In the entries that follow, identify the line containing "Practice. Locate the bare" and return it together with all later lines, exactly as they appear.

---*---

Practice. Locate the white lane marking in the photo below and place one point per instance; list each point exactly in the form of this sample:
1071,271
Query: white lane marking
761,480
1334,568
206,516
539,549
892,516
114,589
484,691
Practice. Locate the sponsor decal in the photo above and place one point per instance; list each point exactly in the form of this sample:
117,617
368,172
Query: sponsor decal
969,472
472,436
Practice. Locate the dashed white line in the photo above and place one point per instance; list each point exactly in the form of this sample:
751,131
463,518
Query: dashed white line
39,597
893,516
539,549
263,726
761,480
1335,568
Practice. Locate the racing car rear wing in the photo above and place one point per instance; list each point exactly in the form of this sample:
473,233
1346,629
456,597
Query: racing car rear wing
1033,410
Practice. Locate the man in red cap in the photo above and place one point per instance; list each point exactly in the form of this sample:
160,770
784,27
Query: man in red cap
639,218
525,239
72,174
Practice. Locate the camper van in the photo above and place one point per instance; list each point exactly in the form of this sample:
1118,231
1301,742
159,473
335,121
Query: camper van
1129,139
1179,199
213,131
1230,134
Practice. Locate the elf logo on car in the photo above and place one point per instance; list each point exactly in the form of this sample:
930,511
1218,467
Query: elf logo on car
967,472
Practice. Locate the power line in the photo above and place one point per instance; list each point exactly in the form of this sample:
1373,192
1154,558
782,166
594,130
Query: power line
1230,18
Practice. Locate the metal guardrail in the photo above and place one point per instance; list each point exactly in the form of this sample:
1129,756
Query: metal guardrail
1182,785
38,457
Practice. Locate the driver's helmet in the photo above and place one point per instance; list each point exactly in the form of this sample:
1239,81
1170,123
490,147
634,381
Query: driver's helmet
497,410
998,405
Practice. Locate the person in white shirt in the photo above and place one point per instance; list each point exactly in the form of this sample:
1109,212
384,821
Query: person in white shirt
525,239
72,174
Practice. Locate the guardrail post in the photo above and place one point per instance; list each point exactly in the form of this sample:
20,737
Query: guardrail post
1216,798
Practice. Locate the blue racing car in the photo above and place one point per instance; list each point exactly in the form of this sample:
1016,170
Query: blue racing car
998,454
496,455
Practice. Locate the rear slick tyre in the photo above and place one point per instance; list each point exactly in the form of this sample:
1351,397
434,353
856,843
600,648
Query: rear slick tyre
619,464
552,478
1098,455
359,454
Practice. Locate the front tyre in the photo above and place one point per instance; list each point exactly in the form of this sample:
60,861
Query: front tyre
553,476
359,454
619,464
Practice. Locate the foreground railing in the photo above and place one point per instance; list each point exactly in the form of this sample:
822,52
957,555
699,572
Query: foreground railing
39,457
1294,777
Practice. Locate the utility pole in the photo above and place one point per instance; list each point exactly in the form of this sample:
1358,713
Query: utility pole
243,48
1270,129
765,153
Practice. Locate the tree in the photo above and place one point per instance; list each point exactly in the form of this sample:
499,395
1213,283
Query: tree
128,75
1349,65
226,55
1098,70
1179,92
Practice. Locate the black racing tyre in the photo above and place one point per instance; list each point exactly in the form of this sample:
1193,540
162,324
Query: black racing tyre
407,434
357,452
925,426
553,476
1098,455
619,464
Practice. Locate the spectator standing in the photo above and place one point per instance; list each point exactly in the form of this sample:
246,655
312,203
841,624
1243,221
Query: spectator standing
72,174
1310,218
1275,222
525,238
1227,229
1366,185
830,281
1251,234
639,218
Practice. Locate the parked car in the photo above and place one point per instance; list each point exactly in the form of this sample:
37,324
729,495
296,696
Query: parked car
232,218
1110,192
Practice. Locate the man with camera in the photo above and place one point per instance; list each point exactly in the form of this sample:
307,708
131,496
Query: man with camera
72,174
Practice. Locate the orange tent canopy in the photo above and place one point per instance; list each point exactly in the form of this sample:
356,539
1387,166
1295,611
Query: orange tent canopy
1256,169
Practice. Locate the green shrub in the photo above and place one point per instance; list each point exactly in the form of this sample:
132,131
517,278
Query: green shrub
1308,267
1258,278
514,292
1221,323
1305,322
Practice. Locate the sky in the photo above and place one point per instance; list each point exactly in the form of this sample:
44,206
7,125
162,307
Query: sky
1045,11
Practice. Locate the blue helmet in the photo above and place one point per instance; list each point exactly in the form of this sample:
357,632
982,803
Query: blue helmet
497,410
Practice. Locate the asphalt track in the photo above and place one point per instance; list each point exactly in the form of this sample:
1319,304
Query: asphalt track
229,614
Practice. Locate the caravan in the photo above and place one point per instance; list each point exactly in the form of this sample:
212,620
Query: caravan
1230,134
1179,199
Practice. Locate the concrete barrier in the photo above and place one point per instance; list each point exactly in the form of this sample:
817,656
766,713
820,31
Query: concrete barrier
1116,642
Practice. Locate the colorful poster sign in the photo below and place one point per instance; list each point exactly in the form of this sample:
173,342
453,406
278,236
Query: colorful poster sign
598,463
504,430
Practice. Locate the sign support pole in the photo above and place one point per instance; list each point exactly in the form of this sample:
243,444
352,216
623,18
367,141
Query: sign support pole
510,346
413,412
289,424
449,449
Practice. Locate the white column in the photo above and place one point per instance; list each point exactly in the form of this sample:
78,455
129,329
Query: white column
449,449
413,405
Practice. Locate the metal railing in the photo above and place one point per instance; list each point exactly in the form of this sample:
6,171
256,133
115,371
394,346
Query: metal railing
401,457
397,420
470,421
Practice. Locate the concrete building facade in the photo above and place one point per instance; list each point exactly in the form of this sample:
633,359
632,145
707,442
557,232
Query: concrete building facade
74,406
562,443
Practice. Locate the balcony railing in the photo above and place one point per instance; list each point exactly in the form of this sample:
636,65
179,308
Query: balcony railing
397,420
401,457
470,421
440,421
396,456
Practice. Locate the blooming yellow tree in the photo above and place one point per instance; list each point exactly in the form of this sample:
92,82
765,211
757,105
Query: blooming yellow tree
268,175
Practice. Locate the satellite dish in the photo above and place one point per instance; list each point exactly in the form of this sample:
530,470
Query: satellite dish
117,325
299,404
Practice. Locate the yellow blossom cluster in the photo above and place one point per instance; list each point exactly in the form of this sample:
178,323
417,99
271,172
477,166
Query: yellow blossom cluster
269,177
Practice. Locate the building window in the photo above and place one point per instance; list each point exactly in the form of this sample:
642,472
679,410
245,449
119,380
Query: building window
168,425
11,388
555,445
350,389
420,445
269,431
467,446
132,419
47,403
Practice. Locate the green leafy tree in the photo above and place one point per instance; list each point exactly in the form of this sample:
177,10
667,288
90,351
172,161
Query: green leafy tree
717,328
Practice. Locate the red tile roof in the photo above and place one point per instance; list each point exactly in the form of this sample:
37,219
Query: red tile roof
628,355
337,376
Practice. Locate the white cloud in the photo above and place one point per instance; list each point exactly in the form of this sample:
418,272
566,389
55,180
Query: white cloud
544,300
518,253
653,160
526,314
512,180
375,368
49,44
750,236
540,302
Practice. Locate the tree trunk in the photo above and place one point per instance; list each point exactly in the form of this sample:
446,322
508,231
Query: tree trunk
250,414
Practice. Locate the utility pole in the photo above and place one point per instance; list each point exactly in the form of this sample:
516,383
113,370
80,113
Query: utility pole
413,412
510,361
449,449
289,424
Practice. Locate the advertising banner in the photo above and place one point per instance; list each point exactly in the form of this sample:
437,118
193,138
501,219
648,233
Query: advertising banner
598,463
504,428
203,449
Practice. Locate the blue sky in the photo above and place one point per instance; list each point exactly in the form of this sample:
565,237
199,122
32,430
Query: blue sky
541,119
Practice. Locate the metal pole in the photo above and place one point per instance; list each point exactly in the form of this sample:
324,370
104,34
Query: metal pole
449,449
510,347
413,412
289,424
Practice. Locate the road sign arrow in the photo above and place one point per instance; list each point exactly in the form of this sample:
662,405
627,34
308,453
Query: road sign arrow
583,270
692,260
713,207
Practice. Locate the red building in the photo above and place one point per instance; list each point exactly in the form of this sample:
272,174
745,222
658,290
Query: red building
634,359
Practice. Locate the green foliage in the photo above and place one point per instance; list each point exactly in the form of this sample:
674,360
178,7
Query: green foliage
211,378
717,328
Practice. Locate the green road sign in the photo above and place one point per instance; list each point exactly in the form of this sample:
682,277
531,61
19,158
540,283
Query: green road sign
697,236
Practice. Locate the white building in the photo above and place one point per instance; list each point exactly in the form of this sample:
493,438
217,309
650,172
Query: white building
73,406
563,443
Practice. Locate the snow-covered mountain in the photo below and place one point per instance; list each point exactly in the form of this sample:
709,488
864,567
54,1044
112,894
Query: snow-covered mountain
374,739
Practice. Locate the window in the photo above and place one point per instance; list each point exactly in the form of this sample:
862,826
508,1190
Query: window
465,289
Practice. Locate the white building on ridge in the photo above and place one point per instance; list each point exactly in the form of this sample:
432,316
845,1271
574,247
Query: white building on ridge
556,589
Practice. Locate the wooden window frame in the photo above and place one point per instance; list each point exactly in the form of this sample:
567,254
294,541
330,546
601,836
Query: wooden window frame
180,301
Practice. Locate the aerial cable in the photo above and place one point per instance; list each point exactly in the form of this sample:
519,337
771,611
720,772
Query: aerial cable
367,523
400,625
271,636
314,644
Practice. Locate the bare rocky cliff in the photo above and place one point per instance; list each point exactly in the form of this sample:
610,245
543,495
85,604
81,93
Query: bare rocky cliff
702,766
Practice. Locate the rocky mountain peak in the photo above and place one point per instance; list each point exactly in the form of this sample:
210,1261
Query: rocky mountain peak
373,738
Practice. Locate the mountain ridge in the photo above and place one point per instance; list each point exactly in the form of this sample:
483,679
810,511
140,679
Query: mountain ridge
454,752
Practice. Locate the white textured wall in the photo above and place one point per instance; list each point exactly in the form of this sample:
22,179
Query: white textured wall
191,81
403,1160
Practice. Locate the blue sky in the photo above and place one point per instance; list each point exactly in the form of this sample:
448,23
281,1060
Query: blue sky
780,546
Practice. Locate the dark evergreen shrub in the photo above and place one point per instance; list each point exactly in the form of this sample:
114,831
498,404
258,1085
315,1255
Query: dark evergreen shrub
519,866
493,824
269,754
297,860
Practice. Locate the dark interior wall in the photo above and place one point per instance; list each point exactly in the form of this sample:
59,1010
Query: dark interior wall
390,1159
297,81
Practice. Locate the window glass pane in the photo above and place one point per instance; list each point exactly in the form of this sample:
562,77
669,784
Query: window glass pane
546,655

---*---

In response:
Practice. Locate the bare rocky cliff in the photo above and place one point per instance; list each point exactly in the form of this sample:
610,245
543,495
85,604
81,93
Query: bare rocky cliff
702,766
Practice. Locate the rocky mountain peak in the photo above and place one point per instance; list each point exactly in the form of this sample:
210,1261
Query: rocky mountain peak
373,738
Practice. Locate the mountain ridge in the photo above and place one point per instance; list each point exactly in the form of this sample:
483,679
810,511
140,679
Query: mountain ridge
454,752
Practice. Locate the white textured wall in the photo above and place one point per instance; list each point exactly in the form of this sample:
22,179
Query: white textured wall
191,81
403,1160
Practice. Locate the blue sky in the photo above and place one point per instance; list each point exactly in the form of this sample:
448,23
281,1060
Query: blue sky
780,546
Practice. Locate the dark evergreen shrub in the photo above and place one point per instance; list each point exactly in the form of this sample:
114,831
498,404
258,1085
315,1255
Query: dark evergreen shrub
519,866
493,824
269,754
297,860
Practice. Locate the dark interior wall in the photo above and place one point per instance; list each point exactly in the form of this sample:
59,1010
Query: dark interior wall
390,1159
297,81
Practice. Locate the window glass pane in the photo above and place one point per instance; list each point exactly in the form of this sample:
562,77
669,784
Query: window glass pane
546,655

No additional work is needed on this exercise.